[Excerpts from a dataset]
-- -- --
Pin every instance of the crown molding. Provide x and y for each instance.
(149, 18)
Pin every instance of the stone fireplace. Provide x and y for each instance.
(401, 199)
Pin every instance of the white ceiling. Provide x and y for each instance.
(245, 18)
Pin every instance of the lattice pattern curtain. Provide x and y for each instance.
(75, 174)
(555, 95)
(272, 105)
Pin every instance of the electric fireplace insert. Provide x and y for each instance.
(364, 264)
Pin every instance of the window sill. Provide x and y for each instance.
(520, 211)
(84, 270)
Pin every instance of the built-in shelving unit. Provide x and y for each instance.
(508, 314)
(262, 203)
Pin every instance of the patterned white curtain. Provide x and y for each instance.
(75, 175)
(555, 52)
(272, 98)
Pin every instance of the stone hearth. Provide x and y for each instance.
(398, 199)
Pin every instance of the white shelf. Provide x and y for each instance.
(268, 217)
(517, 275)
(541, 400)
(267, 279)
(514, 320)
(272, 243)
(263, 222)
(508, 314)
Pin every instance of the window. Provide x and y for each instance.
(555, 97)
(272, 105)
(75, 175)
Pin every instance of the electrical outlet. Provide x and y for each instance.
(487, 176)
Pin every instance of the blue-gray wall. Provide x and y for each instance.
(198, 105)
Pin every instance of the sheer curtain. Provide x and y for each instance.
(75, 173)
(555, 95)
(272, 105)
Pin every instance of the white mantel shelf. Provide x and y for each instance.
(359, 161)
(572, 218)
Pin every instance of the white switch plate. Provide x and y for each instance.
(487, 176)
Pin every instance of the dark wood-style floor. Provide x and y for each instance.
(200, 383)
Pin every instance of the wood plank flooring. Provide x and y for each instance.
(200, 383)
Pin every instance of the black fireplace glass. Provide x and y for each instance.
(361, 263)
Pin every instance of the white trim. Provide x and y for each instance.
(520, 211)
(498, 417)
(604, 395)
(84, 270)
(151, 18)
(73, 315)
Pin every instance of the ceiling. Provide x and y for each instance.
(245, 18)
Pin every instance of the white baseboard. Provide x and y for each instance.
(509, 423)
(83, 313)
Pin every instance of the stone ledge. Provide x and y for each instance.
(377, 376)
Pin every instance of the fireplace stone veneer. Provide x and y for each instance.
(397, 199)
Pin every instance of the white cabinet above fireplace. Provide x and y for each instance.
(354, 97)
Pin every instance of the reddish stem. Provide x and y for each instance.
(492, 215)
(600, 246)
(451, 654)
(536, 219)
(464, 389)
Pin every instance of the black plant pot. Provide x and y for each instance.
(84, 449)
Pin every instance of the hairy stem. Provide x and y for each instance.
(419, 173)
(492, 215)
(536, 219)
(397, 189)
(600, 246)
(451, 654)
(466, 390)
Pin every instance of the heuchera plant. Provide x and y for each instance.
-- -- --
Nothing may be dropped or altered. Copy every line above.

### EXERCISE ANSWER:
Pin every instance of the crown molding. Provide x and y for each instance.
(149, 18)
Pin every instance of the stone fireplace. Provide x and y for each instance.
(401, 199)
Pin every instance of the white ceiling. Provide x and y for each instance.
(245, 18)
Pin every instance of the lattice pattern curtain. Provide x and y for each instance.
(75, 174)
(555, 95)
(272, 105)
Pin every instance of the electric fireplace insert. Provide x and y for each instance.
(364, 264)
Pin every instance of the window sill. Provide x and y for each instance.
(520, 211)
(84, 270)
Pin every instance of the built-in shelving unit. Provide x and y for each instance.
(508, 314)
(262, 203)
Pin every instance of the patterned white curtain. Provide x and y for each instance.
(75, 175)
(555, 52)
(272, 98)
Pin every instance of the stone hearth. Provide x and y for each instance.
(398, 199)
Pin every instance of the white shelf. Provide x and y for each instance.
(268, 217)
(517, 275)
(541, 400)
(267, 279)
(514, 320)
(272, 243)
(263, 222)
(508, 314)
Pin every instance of the window. Provide x and y for each instance.
(555, 97)
(272, 105)
(75, 175)
Pin every instance of the electrical outlet. Provide x and y for each instance.
(487, 176)
Pin every instance of the blue-gray wall. Provide x and y for each instance.
(198, 105)
Pin every instance of the sheer curtain. Provide x and y for each instance.
(75, 173)
(555, 95)
(272, 105)
Pin every instance of the white mantel shelf. Provide x and y for each instance.
(359, 161)
(572, 218)
Pin every instance of the white switch plate. Provide x and y for each instance.
(487, 176)
Pin every instance of the dark wood-style floor. Provide x and y for each instance.
(200, 383)
Pin every instance of the wood plank flooring. Provide x and y for each instance.
(200, 383)
Pin every instance of the black fireplace glass. Provide x and y for each instance.
(361, 263)
Pin every instance of the white trim. Provide x and y for each instance.
(520, 211)
(498, 417)
(604, 395)
(84, 270)
(151, 18)
(73, 315)
Pin every instance of the ceiling. Provide x and y for each instance.
(245, 18)
Pin every instance of the white baseboard. Provide x and y for each instance.
(509, 423)
(83, 313)
Pin every instance of the stone ledge. Provide x and y for each instance.
(377, 376)
Pin every instance of the fireplace stone veneer. Provide x and y for each instance.
(397, 199)
Pin every instance of the white cabinet above fireplace. Provide x and y for each instance.
(354, 97)
Pin every instance of the reddish stem. Provide x and y for each instance.
(492, 215)
(600, 246)
(451, 654)
(536, 219)
(464, 389)
Pin every instance of the black plant pot. Provide x and y for each instance.
(84, 449)
Pin every instance of the hairy stem. Provide x and y for each instance.
(419, 173)
(492, 215)
(536, 219)
(397, 189)
(600, 246)
(451, 654)
(466, 390)
Pin every instance of the heuchera plant. Provide x and y for each instance.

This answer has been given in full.